→ **Task statement**
Every entry below should be repeated exactly; the pictures should not.

→ **Data**
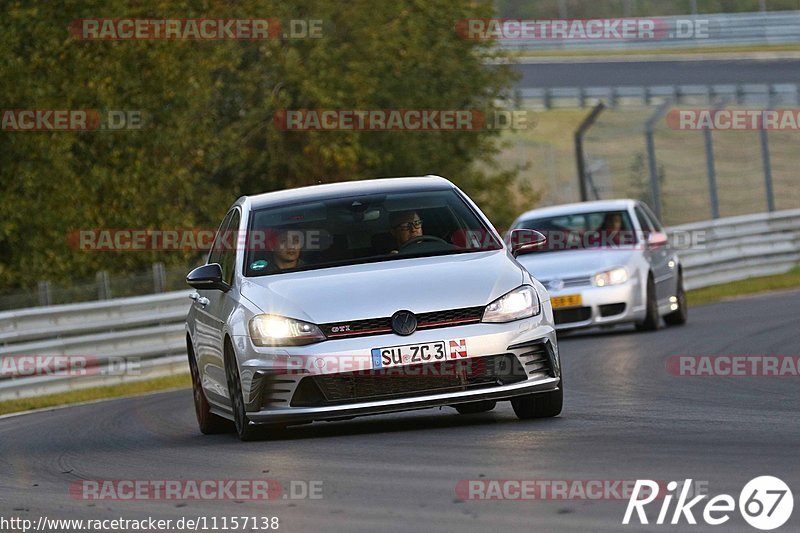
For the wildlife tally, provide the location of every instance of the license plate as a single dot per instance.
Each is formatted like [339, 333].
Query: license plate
[409, 354]
[571, 300]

→ **Answer to this exercise**
For the wildlife tally, provide the location of every instance of the license plate as a single dot per instance.
Each is formatted like [339, 333].
Query: license plate
[409, 354]
[571, 300]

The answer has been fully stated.